ASSIGNMENT
The expected output is the set of lines below beginning at the one that contains "wall and report the position of each." and ending at the final line, reproduced exactly.

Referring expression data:
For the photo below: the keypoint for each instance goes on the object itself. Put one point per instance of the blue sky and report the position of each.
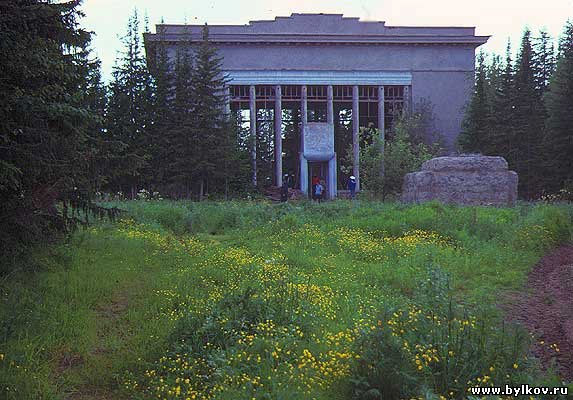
(502, 19)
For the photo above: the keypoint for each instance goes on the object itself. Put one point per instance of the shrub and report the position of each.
(435, 346)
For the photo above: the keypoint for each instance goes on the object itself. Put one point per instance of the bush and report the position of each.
(382, 173)
(433, 346)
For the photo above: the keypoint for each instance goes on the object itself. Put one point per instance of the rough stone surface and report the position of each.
(466, 180)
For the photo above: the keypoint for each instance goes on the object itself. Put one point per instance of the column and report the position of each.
(381, 126)
(304, 121)
(332, 162)
(355, 137)
(278, 137)
(329, 105)
(253, 121)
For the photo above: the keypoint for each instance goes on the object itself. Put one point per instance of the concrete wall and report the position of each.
(448, 93)
(442, 73)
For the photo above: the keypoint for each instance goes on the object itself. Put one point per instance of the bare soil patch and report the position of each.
(545, 308)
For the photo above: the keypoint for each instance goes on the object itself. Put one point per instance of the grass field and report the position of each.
(250, 300)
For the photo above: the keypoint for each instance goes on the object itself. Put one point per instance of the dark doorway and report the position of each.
(320, 170)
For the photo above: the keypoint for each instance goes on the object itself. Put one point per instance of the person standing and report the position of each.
(352, 186)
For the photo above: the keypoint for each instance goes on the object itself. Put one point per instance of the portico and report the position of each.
(301, 87)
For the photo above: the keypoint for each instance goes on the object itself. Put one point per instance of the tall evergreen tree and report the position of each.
(211, 124)
(44, 120)
(501, 140)
(543, 60)
(162, 114)
(528, 120)
(559, 102)
(129, 116)
(475, 129)
(183, 151)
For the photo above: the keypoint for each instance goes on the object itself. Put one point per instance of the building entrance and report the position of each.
(318, 169)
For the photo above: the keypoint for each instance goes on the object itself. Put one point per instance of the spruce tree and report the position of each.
(543, 60)
(559, 103)
(210, 127)
(183, 152)
(129, 116)
(44, 121)
(161, 114)
(475, 129)
(528, 120)
(502, 142)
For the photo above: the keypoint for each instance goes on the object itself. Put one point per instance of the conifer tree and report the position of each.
(528, 120)
(559, 102)
(210, 121)
(129, 116)
(183, 152)
(501, 139)
(44, 120)
(161, 114)
(543, 60)
(475, 130)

WRITTEN ANSWER
For the photo above: the keypoint for each instance goes on the object itself. Put one point per instance of the concrete wall and report the position of each.
(448, 93)
(442, 73)
For the photo above: the keypoint for each instance goes on the object itself. Put one point per instance of the bare soil patch and report the position of each.
(545, 308)
For the photo above: the keypoint for each instance goes on the object itself. Put one point per instance of the grass field and report the position of each.
(250, 300)
For the photo above: the keypoint for each instance goes on the object itself. Put one point per instance of the dark doorway and report the position of each.
(320, 170)
For the photo above: the keypoint for each instance goes on the object itself. Put one point per instance of the person standing and report the position of each.
(352, 186)
For the photo above: the keypoint for each instance goes on the object itself. Put one point per instance of the portico and report the position of each.
(301, 87)
For the photo above: the keypoint for each instance goes on the object itself. Put one point per instance of the tall evergreen tree and report the position of each.
(211, 124)
(44, 120)
(501, 140)
(543, 60)
(162, 114)
(528, 120)
(559, 102)
(129, 116)
(475, 129)
(183, 151)
For the photo above: the keypoint for each instance goes on the object itself. Put one point per instance of the building entrance and report the position of each.
(318, 169)
For the photo above: the keypoint for each instance goes on the object itself. Put one point per instance of the spruce tree and report the position of each.
(543, 60)
(559, 103)
(210, 127)
(183, 152)
(129, 116)
(44, 121)
(161, 114)
(475, 129)
(528, 120)
(502, 142)
For the photo above: the keypoint for each instance goes on the object itself. Put one point per instance of the conifer tree and report the position of each.
(528, 120)
(559, 102)
(210, 121)
(129, 116)
(183, 152)
(501, 139)
(44, 120)
(161, 114)
(543, 60)
(475, 130)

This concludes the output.